Stored data entries:
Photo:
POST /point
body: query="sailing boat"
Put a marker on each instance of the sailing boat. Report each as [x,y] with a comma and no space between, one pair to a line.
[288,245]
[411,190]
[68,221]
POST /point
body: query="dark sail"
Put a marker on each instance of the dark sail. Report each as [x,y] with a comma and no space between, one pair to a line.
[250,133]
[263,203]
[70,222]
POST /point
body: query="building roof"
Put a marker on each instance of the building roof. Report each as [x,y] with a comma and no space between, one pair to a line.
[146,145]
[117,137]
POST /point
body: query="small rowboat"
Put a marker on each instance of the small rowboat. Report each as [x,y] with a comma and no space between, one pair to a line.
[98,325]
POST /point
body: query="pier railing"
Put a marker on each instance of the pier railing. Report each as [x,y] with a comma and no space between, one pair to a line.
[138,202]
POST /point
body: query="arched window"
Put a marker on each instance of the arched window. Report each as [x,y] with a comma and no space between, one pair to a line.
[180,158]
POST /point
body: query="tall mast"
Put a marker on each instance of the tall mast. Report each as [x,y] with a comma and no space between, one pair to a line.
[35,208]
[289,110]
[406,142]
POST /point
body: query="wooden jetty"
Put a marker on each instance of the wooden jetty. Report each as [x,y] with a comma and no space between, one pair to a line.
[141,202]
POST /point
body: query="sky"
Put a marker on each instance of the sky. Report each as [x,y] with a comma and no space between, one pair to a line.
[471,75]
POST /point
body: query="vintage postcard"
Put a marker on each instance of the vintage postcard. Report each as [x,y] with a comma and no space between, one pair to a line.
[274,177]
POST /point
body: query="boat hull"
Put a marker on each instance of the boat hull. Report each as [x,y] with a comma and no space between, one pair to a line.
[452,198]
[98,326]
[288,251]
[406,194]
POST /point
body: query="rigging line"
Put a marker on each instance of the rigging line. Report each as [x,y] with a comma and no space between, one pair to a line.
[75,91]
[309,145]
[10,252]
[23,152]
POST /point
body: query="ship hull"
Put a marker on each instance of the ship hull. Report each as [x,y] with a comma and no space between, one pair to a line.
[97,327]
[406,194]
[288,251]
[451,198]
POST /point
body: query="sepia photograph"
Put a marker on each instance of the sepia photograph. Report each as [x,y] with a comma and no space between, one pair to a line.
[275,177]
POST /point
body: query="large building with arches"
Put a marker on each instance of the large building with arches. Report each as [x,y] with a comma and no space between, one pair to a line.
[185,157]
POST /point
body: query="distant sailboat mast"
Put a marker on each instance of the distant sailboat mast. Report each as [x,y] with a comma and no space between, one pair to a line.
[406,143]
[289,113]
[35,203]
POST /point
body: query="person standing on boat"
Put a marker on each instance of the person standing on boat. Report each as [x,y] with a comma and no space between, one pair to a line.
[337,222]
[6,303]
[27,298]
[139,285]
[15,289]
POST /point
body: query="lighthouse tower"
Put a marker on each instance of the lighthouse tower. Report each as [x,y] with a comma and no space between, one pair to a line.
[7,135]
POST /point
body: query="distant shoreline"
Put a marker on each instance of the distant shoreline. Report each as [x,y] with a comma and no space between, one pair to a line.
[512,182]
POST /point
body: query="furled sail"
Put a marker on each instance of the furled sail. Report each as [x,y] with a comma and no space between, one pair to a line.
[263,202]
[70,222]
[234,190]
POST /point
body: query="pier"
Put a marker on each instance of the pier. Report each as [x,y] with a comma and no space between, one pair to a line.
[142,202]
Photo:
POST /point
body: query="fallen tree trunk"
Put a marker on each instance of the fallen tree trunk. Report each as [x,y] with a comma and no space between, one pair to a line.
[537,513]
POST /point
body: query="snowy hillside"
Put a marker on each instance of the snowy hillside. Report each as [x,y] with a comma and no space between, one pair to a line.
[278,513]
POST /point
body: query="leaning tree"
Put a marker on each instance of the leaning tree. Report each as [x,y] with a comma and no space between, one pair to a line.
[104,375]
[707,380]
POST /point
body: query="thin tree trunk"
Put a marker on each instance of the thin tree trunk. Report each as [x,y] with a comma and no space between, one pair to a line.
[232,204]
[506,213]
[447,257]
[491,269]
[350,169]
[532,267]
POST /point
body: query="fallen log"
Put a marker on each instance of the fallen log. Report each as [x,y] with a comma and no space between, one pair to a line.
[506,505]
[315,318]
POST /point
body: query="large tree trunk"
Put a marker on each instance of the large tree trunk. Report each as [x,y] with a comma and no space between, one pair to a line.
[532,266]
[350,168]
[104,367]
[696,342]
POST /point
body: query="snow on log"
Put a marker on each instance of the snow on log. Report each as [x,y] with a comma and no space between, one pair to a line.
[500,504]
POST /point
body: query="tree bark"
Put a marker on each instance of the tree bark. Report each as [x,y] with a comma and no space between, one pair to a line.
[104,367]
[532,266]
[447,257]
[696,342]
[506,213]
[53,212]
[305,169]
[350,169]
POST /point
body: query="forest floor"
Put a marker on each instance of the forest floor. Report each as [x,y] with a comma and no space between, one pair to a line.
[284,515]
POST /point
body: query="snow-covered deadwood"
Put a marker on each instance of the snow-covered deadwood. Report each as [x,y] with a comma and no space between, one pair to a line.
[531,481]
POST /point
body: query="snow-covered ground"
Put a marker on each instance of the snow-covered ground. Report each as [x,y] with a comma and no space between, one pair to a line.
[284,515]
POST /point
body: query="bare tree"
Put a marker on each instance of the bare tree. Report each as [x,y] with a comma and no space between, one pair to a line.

- **Task requirements**:
The word "bare" may appear in several lines of the data; count those lines and give only the number.

- **Response to the exercise**:
2